## What is expected
Print out the entries below with no edits.

-- begin Dataset content --

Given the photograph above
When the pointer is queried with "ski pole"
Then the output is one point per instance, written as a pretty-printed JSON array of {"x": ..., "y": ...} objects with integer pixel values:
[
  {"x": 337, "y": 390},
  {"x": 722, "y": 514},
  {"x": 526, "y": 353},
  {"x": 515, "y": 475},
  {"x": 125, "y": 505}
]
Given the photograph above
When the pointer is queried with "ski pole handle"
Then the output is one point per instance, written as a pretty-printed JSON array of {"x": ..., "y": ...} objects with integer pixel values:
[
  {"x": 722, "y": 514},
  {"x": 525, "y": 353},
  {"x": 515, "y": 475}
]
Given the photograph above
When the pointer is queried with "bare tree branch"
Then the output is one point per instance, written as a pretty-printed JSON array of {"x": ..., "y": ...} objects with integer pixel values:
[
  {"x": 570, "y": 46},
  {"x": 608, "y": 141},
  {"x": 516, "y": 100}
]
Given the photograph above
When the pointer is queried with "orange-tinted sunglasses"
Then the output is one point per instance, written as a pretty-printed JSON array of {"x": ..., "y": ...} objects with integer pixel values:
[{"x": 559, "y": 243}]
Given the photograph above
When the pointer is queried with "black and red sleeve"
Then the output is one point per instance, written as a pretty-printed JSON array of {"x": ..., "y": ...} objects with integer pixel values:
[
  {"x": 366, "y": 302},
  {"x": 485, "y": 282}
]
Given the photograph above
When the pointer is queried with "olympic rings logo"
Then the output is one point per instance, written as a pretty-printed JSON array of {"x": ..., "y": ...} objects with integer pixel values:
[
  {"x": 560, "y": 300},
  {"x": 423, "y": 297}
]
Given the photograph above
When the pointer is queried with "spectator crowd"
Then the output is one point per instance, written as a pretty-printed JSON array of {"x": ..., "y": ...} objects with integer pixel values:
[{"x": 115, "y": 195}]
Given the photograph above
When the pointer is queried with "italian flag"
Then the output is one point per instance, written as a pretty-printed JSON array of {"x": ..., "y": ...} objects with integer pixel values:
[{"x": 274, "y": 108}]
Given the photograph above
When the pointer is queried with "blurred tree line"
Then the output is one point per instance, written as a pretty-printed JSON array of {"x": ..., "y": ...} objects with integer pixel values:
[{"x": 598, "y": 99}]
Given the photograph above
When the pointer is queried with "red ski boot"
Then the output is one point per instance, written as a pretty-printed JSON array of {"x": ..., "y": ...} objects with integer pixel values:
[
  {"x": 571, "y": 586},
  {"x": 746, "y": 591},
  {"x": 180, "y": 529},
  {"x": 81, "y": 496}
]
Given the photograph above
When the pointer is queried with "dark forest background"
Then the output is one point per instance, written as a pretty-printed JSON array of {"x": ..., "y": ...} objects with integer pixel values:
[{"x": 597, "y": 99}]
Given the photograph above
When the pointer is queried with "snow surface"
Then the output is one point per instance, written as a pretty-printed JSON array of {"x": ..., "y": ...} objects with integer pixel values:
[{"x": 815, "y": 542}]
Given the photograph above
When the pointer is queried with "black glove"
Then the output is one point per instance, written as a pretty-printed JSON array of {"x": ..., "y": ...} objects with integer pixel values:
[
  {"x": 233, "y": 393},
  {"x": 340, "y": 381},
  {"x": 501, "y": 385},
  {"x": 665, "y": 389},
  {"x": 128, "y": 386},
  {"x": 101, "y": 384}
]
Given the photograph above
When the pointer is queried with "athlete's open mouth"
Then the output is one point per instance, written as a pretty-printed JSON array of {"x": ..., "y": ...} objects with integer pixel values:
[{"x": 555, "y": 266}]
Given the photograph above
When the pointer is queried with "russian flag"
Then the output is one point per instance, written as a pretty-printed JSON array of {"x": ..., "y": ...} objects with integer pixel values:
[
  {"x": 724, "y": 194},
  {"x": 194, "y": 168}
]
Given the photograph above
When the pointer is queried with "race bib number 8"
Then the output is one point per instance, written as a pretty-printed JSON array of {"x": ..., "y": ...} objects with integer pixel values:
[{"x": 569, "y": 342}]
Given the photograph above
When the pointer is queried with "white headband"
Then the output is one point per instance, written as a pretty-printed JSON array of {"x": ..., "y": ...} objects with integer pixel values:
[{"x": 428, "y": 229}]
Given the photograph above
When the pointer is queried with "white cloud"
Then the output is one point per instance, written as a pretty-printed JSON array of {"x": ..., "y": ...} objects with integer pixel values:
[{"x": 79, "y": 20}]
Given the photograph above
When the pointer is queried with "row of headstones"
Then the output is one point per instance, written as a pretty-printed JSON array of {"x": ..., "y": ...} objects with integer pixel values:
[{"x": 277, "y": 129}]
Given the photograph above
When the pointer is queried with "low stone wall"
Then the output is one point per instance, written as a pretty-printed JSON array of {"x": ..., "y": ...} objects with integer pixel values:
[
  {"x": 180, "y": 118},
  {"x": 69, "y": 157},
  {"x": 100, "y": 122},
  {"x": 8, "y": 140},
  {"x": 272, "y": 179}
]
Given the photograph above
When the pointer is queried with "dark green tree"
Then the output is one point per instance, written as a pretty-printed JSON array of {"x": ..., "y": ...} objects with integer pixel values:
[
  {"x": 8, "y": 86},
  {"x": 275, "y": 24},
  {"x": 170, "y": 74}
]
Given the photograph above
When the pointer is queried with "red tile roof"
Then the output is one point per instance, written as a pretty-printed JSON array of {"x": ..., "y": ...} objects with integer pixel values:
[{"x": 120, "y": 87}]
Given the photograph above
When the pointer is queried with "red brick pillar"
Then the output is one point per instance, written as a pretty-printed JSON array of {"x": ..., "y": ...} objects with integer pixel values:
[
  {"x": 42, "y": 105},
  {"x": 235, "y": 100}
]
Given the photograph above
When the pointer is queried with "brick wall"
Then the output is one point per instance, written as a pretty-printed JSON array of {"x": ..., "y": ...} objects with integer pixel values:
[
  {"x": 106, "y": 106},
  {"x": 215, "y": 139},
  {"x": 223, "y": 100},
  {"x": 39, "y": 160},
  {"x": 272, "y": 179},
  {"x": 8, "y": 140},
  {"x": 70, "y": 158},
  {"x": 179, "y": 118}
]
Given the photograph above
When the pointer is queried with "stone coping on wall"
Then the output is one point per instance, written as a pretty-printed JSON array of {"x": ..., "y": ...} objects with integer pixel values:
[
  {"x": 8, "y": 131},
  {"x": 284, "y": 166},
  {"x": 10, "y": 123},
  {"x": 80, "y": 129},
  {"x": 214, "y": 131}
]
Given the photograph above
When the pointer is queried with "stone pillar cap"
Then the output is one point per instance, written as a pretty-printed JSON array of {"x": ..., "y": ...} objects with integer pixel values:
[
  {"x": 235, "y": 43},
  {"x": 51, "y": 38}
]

-- end Dataset content --

## Solution to the exercise
Given the photograph above
When the pointer is queried with "ski pole"
Then the output is one point per instance, written as a pretty-printed JSON array of {"x": ..., "y": ...} objects with integer pixel values:
[
  {"x": 337, "y": 390},
  {"x": 722, "y": 514},
  {"x": 526, "y": 353},
  {"x": 515, "y": 475},
  {"x": 125, "y": 505}
]
Given the photograph above
When the pointer is queried with "ski pole handle"
Then the output is one point per instance, written as a pretty-printed JSON array of {"x": ..., "y": ...} objects with integer pixel values:
[
  {"x": 722, "y": 514},
  {"x": 525, "y": 353},
  {"x": 515, "y": 475}
]
Given the photograph above
When the pointer is queried with "bare tree branch"
Then the output is one point per instance, written as a pretty-printed JSON array of {"x": ..., "y": ...} objects with integer pixel values:
[
  {"x": 570, "y": 46},
  {"x": 608, "y": 141},
  {"x": 516, "y": 100}
]
Given the photograph above
When the pointer is queried with "orange-tinted sunglasses"
Then the output is one point per instance, written as a pretty-printed JSON array of {"x": ..., "y": ...} objects with integer pixel values:
[{"x": 559, "y": 243}]
Given the photograph above
When the pointer is queried with "black and red sleeve"
Then the output is one point per instance, written as a pretty-printed JSON array of {"x": ..., "y": ...} objects with integer pixel values:
[
  {"x": 366, "y": 302},
  {"x": 485, "y": 282}
]
Given the photograph above
When the pointer is queried with "olympic rings logo"
Then the output is one point per instance, written as a pretty-printed JSON array of {"x": ..., "y": ...} objects with integer pixel values:
[
  {"x": 560, "y": 300},
  {"x": 423, "y": 297}
]
Given the photograph above
When the pointer is queried with "spectator crowd"
Then the output is one point per instance, written as a pretty-printed JSON array of {"x": ..., "y": ...} objects with integer pixel values:
[{"x": 115, "y": 195}]
Given the photograph above
When the pointer is queried with "italian flag"
Then the output is one point per instance, written as a pretty-printed JSON array of {"x": ..., "y": ...} objects with integer pixel values:
[{"x": 274, "y": 108}]
Given the photograph above
When the pointer is queried with "blurred tree line"
Then the output is one point per instance, written as a pretty-printed JSON array of {"x": ..., "y": ...} objects with integer pixel values:
[{"x": 598, "y": 99}]
Given the photograph above
When the pointer is queried with "red ski boot"
Then the output is one point per instance, written as a pretty-printed JSON array of {"x": ..., "y": ...} objects with integer pixel values:
[
  {"x": 571, "y": 586},
  {"x": 746, "y": 591},
  {"x": 180, "y": 529},
  {"x": 81, "y": 496}
]
Given the photograph above
When the pointer is queried with "dark forest background"
Then the output is one point per instance, written as a pretty-printed JSON array of {"x": ..., "y": ...} objects with integer pixel values:
[{"x": 597, "y": 99}]
Given the photograph above
When the pointer is queried with "snow surface"
Then the output is one point per instance, written as a pretty-printed JSON array of {"x": ..., "y": ...} objects with integer pixel values:
[{"x": 815, "y": 542}]
Given the photograph above
When the pointer is queried with "black glove"
Then the output is one point per instance, written as a pretty-printed JSON array of {"x": ..., "y": ...} objects with integer pixel values:
[
  {"x": 233, "y": 393},
  {"x": 340, "y": 381},
  {"x": 501, "y": 385},
  {"x": 665, "y": 389},
  {"x": 128, "y": 386},
  {"x": 101, "y": 384}
]
Given the photograph above
When the pointer is queried with "athlete's open mouth"
Then the output is one point per instance, written as a pretty-printed JSON array of {"x": ..., "y": ...} objects with integer pixel values:
[{"x": 555, "y": 266}]
Given the photograph above
When the pointer is queried with "russian flag"
Then the output is one point per instance, written as a pretty-printed JSON array of {"x": ..., "y": ...} objects with integer pixel values:
[
  {"x": 724, "y": 194},
  {"x": 194, "y": 168}
]
Given the photograph above
When the pointer is queried with "race bib number 8"
Then the output is one point per instance, written as a pretty-printed JSON array of {"x": ..., "y": ...} objects with integer pixel values:
[{"x": 569, "y": 342}]
Given the photograph above
When the pointer is queried with "white headband"
Then the output is one point per instance, written as a pretty-printed JSON array of {"x": ..., "y": ...} objects with integer pixel values:
[{"x": 428, "y": 229}]
Given the photograph above
When the pointer is queried with "white cloud"
Then the output is one point per instance, written as a pretty-printed JSON array of {"x": ..., "y": ...} objects with integer pixel values:
[{"x": 79, "y": 20}]
Given the photograph above
When the pointer is queried with "row of headstones"
Then the output is one point per instance, written as a pretty-printed JSON array of {"x": ..., "y": ...} objects with integer pixel values:
[{"x": 277, "y": 129}]
Given the photograph above
When the pointer is queried with "low stone wall"
Then the output is one point per instance, written as a pretty-printed JSON array of {"x": ..., "y": ...} objects with integer pixel values:
[
  {"x": 180, "y": 118},
  {"x": 69, "y": 157},
  {"x": 100, "y": 122},
  {"x": 8, "y": 140},
  {"x": 272, "y": 179}
]
Given the photograph above
When the pointer is queried with "dark green tree"
Then the output is one point per instance, written as a pretty-printed JSON array of {"x": ..., "y": ...} objects with integer pixel values:
[
  {"x": 8, "y": 86},
  {"x": 275, "y": 24},
  {"x": 170, "y": 74}
]
Given the photograph above
When the pointer is queried with "red tile roof"
Then the output is one point per instance, written as a pretty-printed JSON array of {"x": ..., "y": ...} objects with integer pixel values:
[{"x": 120, "y": 87}]
Given the photograph above
When the pointer is queried with "red brick pillar"
Then the output is one point per instance, written as a pretty-printed JSON array of {"x": ..., "y": ...} objects with integer pixel values:
[
  {"x": 42, "y": 105},
  {"x": 235, "y": 100}
]
Given the photograph above
When the pointer is queried with "brick wall"
Then the output is one point per instance, written as a pretty-printed JSON array of {"x": ..., "y": ...} objects with integer pixel values:
[
  {"x": 106, "y": 106},
  {"x": 215, "y": 139},
  {"x": 223, "y": 100},
  {"x": 39, "y": 160},
  {"x": 272, "y": 179},
  {"x": 8, "y": 140},
  {"x": 70, "y": 158},
  {"x": 179, "y": 118}
]
Given the photograph above
When the pointer is queried with "stone coping on wall"
Then the output is one point per instance, written as a pretty-printed JSON array of {"x": ..., "y": ...} objects with integer pixel values:
[
  {"x": 8, "y": 131},
  {"x": 284, "y": 166},
  {"x": 10, "y": 123},
  {"x": 80, "y": 129},
  {"x": 214, "y": 131}
]
Given the photograph above
When the pointer is queried with "stone pillar cap"
Then the output is one point per instance, written as a pretty-printed JSON array of {"x": ..., "y": ...} objects with integer pixel values:
[
  {"x": 235, "y": 43},
  {"x": 51, "y": 38}
]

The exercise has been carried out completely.